• **What you are asked to do**: Copy exactly, and only, the lines from the line containing "Where can you see the man's" through the last line of the records below, both included.
# Start of Records to use
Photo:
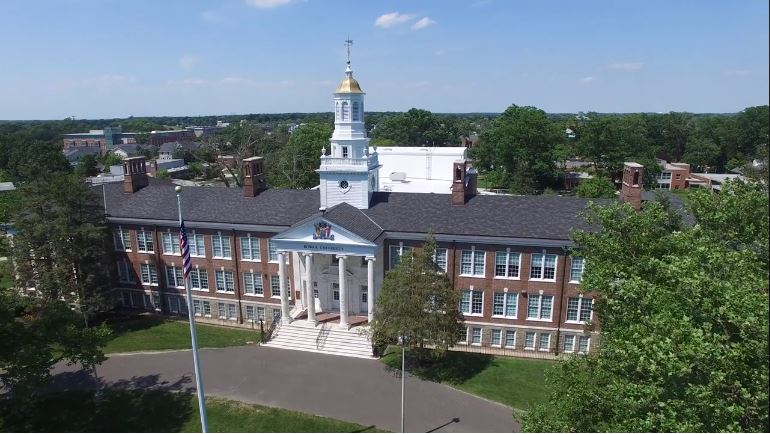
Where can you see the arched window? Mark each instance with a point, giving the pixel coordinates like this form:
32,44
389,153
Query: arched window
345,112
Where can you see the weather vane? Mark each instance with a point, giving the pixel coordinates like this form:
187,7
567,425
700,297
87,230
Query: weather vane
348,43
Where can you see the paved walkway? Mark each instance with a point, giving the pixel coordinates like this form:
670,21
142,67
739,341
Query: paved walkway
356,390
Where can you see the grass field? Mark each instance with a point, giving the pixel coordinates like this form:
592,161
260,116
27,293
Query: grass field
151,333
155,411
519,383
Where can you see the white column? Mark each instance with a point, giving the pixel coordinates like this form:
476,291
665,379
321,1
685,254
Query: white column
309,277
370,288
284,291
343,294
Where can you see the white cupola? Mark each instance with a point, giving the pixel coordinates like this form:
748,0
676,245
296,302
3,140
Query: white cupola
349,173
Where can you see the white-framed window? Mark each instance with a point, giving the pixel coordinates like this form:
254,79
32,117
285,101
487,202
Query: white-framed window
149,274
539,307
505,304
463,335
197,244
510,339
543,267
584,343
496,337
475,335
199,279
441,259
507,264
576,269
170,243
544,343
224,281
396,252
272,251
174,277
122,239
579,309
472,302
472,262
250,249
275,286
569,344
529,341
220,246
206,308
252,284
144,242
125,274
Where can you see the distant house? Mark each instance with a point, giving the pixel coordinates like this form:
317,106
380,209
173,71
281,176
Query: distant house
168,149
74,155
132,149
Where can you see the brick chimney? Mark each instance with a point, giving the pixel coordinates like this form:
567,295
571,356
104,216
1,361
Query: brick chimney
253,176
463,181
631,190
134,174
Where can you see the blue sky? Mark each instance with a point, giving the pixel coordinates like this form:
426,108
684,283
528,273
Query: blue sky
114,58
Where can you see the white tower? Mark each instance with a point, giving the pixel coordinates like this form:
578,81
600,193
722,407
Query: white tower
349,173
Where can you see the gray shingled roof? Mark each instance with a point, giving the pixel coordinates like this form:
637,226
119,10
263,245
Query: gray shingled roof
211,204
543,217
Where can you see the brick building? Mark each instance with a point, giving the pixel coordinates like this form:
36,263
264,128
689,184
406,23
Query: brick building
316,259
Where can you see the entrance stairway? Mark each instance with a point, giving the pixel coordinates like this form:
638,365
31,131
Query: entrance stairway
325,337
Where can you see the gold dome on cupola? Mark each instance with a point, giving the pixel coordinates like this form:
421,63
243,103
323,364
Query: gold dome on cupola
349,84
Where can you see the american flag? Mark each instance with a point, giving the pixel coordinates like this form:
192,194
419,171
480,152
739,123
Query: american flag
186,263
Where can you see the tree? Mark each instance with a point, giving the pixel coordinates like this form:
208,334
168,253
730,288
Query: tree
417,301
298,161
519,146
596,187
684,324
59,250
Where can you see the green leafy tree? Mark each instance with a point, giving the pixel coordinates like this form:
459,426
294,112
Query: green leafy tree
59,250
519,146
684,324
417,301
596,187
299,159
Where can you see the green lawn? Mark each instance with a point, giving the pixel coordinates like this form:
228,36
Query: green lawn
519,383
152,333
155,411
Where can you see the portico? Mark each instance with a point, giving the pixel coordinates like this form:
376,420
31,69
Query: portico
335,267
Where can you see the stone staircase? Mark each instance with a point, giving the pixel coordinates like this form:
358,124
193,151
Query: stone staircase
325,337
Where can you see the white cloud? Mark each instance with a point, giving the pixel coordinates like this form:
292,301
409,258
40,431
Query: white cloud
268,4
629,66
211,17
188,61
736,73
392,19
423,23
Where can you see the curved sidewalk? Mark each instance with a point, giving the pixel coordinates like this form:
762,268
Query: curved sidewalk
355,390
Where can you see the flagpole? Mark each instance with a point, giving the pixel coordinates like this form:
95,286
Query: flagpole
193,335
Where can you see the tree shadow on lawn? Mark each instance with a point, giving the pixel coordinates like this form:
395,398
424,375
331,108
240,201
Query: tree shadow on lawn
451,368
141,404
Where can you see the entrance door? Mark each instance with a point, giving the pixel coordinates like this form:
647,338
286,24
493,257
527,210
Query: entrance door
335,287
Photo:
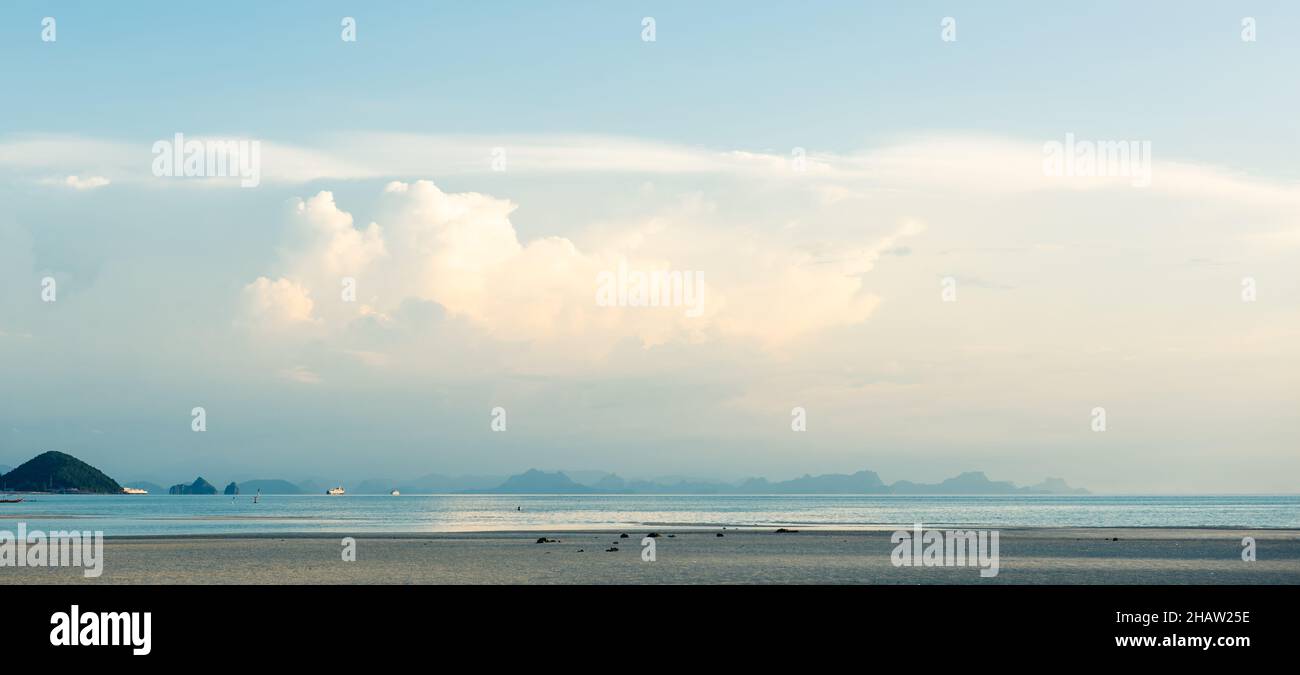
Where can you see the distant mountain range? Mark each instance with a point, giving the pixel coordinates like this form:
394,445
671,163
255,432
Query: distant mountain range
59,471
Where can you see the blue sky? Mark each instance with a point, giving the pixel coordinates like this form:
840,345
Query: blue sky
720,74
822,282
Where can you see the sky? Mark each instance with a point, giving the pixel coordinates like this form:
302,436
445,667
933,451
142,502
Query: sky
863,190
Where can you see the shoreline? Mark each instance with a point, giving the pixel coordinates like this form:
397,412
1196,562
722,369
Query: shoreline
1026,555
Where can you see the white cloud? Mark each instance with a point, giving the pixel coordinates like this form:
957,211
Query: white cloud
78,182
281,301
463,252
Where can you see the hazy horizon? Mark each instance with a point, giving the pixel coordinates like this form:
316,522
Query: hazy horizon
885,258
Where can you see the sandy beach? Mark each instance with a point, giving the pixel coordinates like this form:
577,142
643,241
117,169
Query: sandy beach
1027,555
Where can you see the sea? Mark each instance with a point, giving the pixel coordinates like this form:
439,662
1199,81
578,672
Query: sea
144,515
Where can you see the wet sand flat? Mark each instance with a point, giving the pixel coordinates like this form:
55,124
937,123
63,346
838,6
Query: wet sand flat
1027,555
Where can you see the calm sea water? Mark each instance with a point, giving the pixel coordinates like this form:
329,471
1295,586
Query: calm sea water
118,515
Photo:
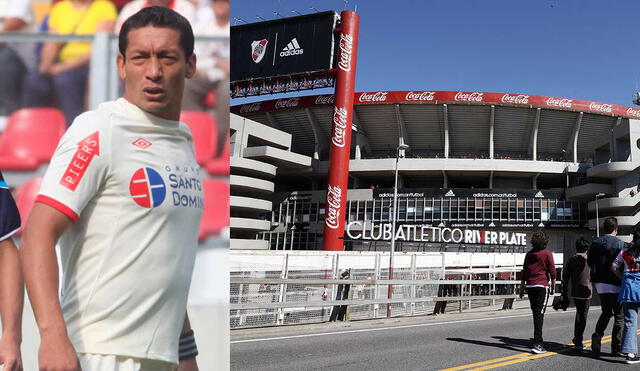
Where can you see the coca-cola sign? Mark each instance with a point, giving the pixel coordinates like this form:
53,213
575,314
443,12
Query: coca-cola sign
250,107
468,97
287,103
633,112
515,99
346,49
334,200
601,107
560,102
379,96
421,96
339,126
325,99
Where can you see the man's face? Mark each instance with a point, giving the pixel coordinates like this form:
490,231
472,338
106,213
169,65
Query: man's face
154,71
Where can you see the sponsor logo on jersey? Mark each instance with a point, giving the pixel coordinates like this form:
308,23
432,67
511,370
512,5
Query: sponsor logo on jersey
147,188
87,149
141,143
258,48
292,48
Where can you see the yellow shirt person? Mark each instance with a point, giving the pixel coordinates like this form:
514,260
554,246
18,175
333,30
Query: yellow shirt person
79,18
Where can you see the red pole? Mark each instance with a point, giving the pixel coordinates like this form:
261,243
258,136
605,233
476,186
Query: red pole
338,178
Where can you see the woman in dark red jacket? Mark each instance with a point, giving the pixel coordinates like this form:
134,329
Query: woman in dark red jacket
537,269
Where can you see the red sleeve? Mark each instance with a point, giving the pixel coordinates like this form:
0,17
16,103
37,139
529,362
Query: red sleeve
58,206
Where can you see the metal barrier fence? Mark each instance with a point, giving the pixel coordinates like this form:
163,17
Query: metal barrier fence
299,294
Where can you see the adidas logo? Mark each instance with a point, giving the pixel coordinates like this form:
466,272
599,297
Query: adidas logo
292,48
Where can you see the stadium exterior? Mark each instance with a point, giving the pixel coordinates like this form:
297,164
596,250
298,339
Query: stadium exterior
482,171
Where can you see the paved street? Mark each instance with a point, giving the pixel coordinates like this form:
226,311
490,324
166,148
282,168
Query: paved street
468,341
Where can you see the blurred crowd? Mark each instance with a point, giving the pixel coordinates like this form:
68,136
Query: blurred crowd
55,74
# End of Records to use
• **Response below**:
Where can you see the man's face? Mark each instance with a point, giving the pixel coordinates like this form:
490,231
472,338
106,213
169,65
Query: man's face
154,71
Where can you see the sponsor logo on jersey? Mark each instance with a point, giving the pixel coordinates like this form:
308,23
432,67
511,370
512,5
Query: sponsor logo on jersey
147,188
87,149
141,143
258,48
292,48
Where can you see the yellow shirt person? Mark each instance with a point, giving the pixel coordinates like this form:
514,260
554,246
18,175
333,30
Query: yellow shirt person
79,18
Where can you see the red pole? Mark each instance with a point, giving the pixel coordinates like this form:
261,243
258,136
605,233
476,186
Query: red pole
338,178
Where can you see the woman in dark red jacket? Mark each instance with a point, giving the pixel coordinates like this form:
134,329
Query: woman in dark red jacket
537,269
Where can you see the red sleeve? Mark each instance with a point, giving the pixel coordinates like this form:
0,17
16,103
37,139
529,362
Query: red sleeve
58,206
Where can you see the metal barrier fence? Mark each instance with a point, giving the pixel coordinates like this form:
163,17
Query: metal barrier fence
299,294
Where can you see the adidas logo? Mark each instance with a point, giving the pixel coordinates like this form:
466,272
599,297
Query: adidas logo
292,48
Where can you see the stadium exterior? Mark each instance with a point, giving the pixel coordinates like this form:
297,164
596,250
298,339
Query: stadium exterior
482,171
Where can you see the paved street? Mark each instance with a point, giving the pixel coordinates like this form:
226,311
490,324
166,148
282,168
Query: paved street
468,341
Where can you see the blurred crowd? Mark each instance with a point, giving the pixel coordinates like this form:
68,136
Query: blurred crowd
55,74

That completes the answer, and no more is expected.